**EXTRAIT DU DOCUMENT**.
|---|

Le TNP (théâtre national populaire) de Villeurbanne, en région Rhône-Alpes, présentera à partir du mardi 14 mai la pièce de Aimé Césaire, Une Saison au Congo, sur une mise en scène de Christian Schiaretti. Un nouvel événement célébrant le centième anniversaire de la naissance du poète martiniquais.
Une Saison au Congo est la seconde pièce du triptyque de Aimé Césaire qui porte sur « le drame des nègres dans le monde moderne » (selon Roger Toumson dans Aimé Césaire dramaturge : le théâtre comme nécessité). Après La Tragédie du roi Christophe (le volet antillais, 1963) et avant La Tempête (le volet américain, 1969), Une Saison au Congo explore le volet africain de cette tragédie et révèle les derniers mois de la vie de Patrice Lumumba, père de l’indépendance du Congo. Aimé Césaire écrit une part de l’histoire de l’Afrique et de ses peuples à travers celle de l’homme Lumumba, il y exalte la force du « poète visionnaire » et la portée de son discours politique. Une dimension qui a convaincu Christian Schiaretti, lui-même « attaché à la puissance du verbe et à la dynamique des idées », de se placer, en tant que metteur en scène, « en sympathie profonde avec l’écriture et la pensée de Aimé Césaire, pour qui le verbe était ‘une arme miraculeuse' ».
La pièce créée par le TNP se veut « une aventure basée sur l’échange, l’ouverture et un travail collectif » et satisfait cette ambition de diverses manières avec Marc Zinga dans le rôle de Lumumba, aux côtés d’une trentaine de comédiens issus de trois entités différentes, dont un collectif burkinabé ; des compositions originales du pianiste et compositeur Fabrice Devienne ; des transmissions programmées sur France Culture et France Ô. Daniel Maximin prend lui aussi part à cette aventure, dans le rôle de conseiller artistique et dramaturgique. L’écrivain guadeloupéen se fait complice de Christian Schiaretti sur ce projet apportant la connaissance qu’il a de l’écriture de Césaire et de ses pièces où selon lui « défilent une galerie de bâtisseurs ni dieux ni diables, manifestant lucidement la renaissance de la tragédie sur les ruines de l’histoire pour l’enracinement de la liberté : ‘invincible, comme l’espérance d’un peuple… comme la racine dans l’aveugle terreau’. »
Autour de la présentation de la pièce, qui s’étendra du 14 mai au 7 juin 2013, puis du 17 au 26 octobre 2013 au théâtre national populaire, sont fixés d’autres rendez-vous liés à la présentation de la pièce d’Aimé Césaire. Dès le 15 mai, la Maison du Livre de l’Image et du Son de Villeurbanne proposera une soirée hommage à Aimé Césaire à partir de 19 h, au cours de laquelle seront entre autres programmées des « lectures à partir de textes de Patrick Chamoiseau, Édouard Glissant et Ernest Pépin, ainsi que des poésies et des extraits de Une Saison au Congo, et d’autres essais d’Aimé Césaire ». Par ailleurs, le samedi 18 mai à partir de 17 h, ce sera à Daniel Maximin de réunir le public autour de la pièce d’Aimé Césaire : le « dramaturge de la création Une Saison au Congo convie à un voyage au cœur de l’œuvre et de la vie de ce grand poète martiniquais ».

|---|

**MATÉRIAU**.
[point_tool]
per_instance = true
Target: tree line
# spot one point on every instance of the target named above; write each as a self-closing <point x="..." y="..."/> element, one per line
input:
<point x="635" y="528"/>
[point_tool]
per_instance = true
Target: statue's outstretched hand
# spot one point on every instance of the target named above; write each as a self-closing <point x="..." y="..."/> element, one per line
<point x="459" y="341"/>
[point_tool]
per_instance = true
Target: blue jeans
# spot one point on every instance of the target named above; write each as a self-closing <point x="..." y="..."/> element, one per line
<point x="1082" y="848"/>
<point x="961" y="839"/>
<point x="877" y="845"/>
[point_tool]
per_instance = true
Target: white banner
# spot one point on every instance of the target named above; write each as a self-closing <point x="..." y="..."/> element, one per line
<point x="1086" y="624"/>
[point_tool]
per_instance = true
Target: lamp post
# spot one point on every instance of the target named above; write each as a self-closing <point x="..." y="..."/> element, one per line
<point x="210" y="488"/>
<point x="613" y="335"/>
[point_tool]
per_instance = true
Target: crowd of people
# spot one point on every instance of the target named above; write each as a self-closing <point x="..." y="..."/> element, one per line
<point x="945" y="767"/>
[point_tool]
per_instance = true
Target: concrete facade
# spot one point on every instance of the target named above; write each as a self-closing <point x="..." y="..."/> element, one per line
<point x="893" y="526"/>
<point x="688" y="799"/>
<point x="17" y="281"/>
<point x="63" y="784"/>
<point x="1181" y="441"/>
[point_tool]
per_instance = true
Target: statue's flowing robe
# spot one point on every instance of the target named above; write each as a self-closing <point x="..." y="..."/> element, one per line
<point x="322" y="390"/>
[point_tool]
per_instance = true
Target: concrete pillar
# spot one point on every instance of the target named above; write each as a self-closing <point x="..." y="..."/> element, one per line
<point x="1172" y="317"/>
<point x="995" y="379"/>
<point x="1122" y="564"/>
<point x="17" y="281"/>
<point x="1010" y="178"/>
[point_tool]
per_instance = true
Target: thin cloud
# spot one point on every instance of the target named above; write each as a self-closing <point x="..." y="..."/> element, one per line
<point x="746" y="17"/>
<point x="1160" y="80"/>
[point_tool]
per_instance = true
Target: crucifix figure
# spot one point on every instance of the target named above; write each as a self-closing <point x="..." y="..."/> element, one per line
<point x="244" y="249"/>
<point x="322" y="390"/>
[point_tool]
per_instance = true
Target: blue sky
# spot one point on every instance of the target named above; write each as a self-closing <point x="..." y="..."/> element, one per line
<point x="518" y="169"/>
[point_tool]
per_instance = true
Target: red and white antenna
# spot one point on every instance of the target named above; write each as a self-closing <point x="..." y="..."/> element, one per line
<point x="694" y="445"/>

|---|

Dans l'article sur Une Saison au Congo reproduit plus haut, transcrivez à l'identique tout ce qui va de « Le TNP (théâtre » jusqu'à « du poète martiniquais. ».

**RÉSULTAT ATTENDU**.
Le TNP (théâtre national populaire) de Villeurbanne, en région Rhône-Alpes, présentera à partir du mardi 14 mai la pièce de Aimé Césaire, Une Saison au Congo, sur une mise en scène de Christian Schiaretti. Un nouvel événement célébrant le centième anniversaire de la naissance du poète martiniquais.